### Action item
Search the records for the string "instance", then copy each line that has it.

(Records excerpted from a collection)
.....

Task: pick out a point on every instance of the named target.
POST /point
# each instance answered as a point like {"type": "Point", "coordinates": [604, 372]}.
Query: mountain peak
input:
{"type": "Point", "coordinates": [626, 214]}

.....

### Solution for this task
Task: pick out a point on every instance of the named target.
# each instance answered as a point like {"type": "Point", "coordinates": [604, 372]}.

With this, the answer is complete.